Uit te voeren opdrachten:
• a. Geef bij elk van de volgende beweringen aan of die overeenkomt met de tekst over collegiaal bestuur. Antwoord telkens met ja of nee en citeer letterlijk de woorden uit de tekst die de doorslag geven.
(i) In het voorbeeld wordt een directieteam met een algemeen directeur en vijf MT-leden omgevormd tot een collegiale directie van vier personen.
(ii) Volgens de tekst gaat de voorkeur uit naar het werken met ‘harde’ portefeuilles.
(iii) Marcel Wanrooy is bestuursadviseur bij GITP.
• b. Pak de tekst over collegiaal bestuur op na de laatste zin en schrijf er een vervolg op.

Aangeleverde tekst:
□ □ □ □

Goed idee zo’n collegiaal bestuur?
Prima, zo’n collegiaal bestuur, maar hoe heeft de toezichthouder zicht op het individueel functioneren van bestuursleden? Het is een ‘zoektocht in een mijnenveld’, concludeert Marcel Wanrooy, bestuursadviseur bij GITP.
Collegiaal bestuur
Een voorbeeld. Een directieteam dat bestaat uit een algemeen directeur en vijf MT-leden wordt omgevormd tot een collegiale directie van vier personen waarbij de voormalig algemeen directeur een coördinerende rol krijgt. Van de RvC wordt verwacht dat zij zorgt voor de jaarlijkse beoordeling van de directie. Voorheen beoordeelde men alleen de algemeen directeur. Nu moeten alle directieleden worden beoordeeld. Hoe gaat de RvC dit aanpakken, rekening houdend met het principe dat men collegiaal verantwoordelijk is voor de resultaten?
Alleskunner
Op steeds meer plaatsen ontstaan bestuurscolleges en directieteams met horizontale verhoudingen. De filosofie is: diversiteit, complementariteit, gedeelde verantwoordelijkheid en optimale teamsamenwerking. Het werken met ‘harde’ portefeuilles wordt vermeden want dit leidt tot eilanden en men wil ook het kader laten meekijken op elkaars domein om de kwaliteit van de aansturing te waarborgen. De trend naar meer collectief teamwork aan de top is een logisch gevolg van de toenemende complexiteit van vraagstukken aan de bestuurstafel. Besluiten nemen in complexe zaken vraagt om een gezamenlijke multi-expertise aanpak. Het wordt steeds moeilijker om de totale eindverantwoordelijkheid in handen te leggen van één persoon. Welke alleskunner is in staat op deze toppositie de volledige eindverantwoordelijkheid te dragen? Er is daarnaast behoefte om in het governancestelsel ‘checks and balances’ te organiseren op directieniveau, zodat verkeerde beslissingen of ‘Alleingang’ van eenhoofdige bestuurders kunnen worden voorkomen. Tegelijkertijd neemt de druk op de toezichthouders toe om dreigende ontsporing van bestuursleden te signaleren, early warnings tijdig te onderkennen en dus systematisch en indringend de vinger aan de pols te houden als het gaat om het functioneren van het bestuur.

□ □ □ □

Datasetrijen voor objectaanwijzing

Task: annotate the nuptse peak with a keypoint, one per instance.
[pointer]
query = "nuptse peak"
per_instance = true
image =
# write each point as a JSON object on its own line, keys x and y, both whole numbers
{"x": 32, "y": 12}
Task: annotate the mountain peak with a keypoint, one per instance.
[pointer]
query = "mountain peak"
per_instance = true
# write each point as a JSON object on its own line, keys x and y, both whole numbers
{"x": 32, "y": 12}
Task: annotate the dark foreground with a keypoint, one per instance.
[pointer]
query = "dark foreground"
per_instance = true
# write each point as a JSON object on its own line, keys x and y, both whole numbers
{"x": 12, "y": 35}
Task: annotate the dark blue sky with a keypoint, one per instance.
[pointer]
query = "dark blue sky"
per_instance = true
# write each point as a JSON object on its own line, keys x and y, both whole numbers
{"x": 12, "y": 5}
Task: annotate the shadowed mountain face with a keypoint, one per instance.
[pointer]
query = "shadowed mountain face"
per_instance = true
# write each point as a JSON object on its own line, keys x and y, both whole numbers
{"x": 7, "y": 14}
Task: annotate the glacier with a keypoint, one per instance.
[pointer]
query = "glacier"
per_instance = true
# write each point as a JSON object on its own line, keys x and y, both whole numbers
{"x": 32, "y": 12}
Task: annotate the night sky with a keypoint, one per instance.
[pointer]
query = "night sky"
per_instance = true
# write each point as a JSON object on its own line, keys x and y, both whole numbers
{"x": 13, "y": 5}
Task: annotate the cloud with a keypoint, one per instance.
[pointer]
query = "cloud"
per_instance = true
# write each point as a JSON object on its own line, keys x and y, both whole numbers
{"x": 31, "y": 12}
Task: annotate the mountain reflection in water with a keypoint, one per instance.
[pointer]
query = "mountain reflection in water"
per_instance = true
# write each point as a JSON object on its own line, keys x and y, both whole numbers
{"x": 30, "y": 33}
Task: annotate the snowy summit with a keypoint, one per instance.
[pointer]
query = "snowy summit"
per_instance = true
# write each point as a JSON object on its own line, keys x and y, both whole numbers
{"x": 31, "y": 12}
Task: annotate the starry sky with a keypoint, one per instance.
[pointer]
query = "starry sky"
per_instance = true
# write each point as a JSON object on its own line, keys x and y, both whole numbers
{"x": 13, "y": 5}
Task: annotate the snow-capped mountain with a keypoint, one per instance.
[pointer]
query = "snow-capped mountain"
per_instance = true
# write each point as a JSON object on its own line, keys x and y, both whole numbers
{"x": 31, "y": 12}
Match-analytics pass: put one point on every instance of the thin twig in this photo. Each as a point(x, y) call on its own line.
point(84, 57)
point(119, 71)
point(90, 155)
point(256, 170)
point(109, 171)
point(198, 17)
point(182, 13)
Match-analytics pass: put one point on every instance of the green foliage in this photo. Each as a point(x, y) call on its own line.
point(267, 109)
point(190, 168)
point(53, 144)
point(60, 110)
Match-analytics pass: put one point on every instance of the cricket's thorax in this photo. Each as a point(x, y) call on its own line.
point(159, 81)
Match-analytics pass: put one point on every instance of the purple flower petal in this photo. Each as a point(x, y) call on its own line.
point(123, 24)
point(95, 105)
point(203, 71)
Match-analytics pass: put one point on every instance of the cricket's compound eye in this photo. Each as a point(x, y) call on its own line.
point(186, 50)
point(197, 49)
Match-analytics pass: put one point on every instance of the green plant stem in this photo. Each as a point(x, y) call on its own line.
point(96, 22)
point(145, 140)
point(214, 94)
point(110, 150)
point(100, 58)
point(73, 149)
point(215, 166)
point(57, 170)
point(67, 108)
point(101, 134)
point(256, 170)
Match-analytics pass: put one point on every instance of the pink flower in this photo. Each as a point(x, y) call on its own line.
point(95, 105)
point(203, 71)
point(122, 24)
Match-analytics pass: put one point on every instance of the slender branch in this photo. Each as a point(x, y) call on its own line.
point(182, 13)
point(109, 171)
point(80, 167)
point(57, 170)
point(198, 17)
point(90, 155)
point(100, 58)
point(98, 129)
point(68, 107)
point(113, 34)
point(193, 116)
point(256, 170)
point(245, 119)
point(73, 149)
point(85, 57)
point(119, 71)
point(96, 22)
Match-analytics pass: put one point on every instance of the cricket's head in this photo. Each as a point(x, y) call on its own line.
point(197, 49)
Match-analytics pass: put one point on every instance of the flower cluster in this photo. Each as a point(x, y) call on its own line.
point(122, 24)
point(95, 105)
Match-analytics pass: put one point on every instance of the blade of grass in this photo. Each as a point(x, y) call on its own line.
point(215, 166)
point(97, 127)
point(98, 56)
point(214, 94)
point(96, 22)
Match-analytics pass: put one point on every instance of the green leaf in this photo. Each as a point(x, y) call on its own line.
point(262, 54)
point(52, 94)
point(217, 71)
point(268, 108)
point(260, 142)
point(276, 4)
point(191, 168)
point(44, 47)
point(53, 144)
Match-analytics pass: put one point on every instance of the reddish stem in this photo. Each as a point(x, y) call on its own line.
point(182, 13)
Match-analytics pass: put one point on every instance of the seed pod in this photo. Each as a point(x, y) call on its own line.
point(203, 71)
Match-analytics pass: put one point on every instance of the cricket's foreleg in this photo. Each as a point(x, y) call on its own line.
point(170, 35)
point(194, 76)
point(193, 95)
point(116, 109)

□ □ □ □

Verwachte resultaten:
• a.
(i) Ja: "Een directieteam dat bestaat uit een algemeen directeur en vijf MT-leden wordt omgevormd tot een collegiale directie van vier personen"
(ii) Nee: "Het werken met ‘harde’ portefeuilles wordt vermeden want dit leidt tot eilanden"
(iii) Ja: "Marcel Wanrooy, bestuursadviseur bij GITP"

• b.
Zwart schaap
Nu hebben toezichthouders toch al moeite met het scherp in beeld krijgen van hoe bestuursleden functioneren. Het wordt pas echt lastig als het zicht op het individueel functioneren van bestuurders wordt vertroebeld doordat men gezamenlijk verantwoordelijk is voor de resultaten en er sprake is van teamdynamiek. Individuele kwaliteiten van bestuurders kunnen ondersneeuwen door dominante medebestuurders, er kunnen coalities in het bestuur ontstaan en er kan zelfs sprake zijn van zwarte pieten en het zwarte-schaapeffect. Er staat in zo’n situatie een aantal middelen ter beschikking om een zo afgewogen mogelijk oordeel te vormen. Allereerst moet er een duidelijke set van profieleisen zijn, waarbij een onderscheid is gemaakt tussen de eisen die aan het bestuur als team en de eisen die aan de individuele bestuurders worden gesteld. In het geval er sprake is van portefeuilles of kwaliteitszetels, kunnen deze profieleisen per bestuurderszetel verschillen. De profieleisen zijn enerzijds competenties als gedrevenheid, realisatievermogen en verbindend leiderschap. Anderzijds zijn het specifieke resultaatdomeinen met bijbehorende criteria die afgeleid zijn van de (deel)jaarplannen. Denk hierbij aan algemene productiecijfers en financiële parameters, maar ook aan indicatoren op deelgebieden zoals nieuwe producten (r&d), sitebezoek (marketing) en personeelsverloop (hr). Met deze eisen als achtergrond voert de toezichthouder periodiek een functioneringsgesprek met zowel het totale bestuur als met de individuele bestuursleden. Informatie bij stafhoofden, managers en andere direct reports onder het bestuur kunnen door de RvT zelf worden ingewonnen. Ook andere geluiden uit de organisatie of uit de klantenkring kunnen meegewogen worden. Eventueel kan men gebruik maken van een 360-graden feedbackprocedure.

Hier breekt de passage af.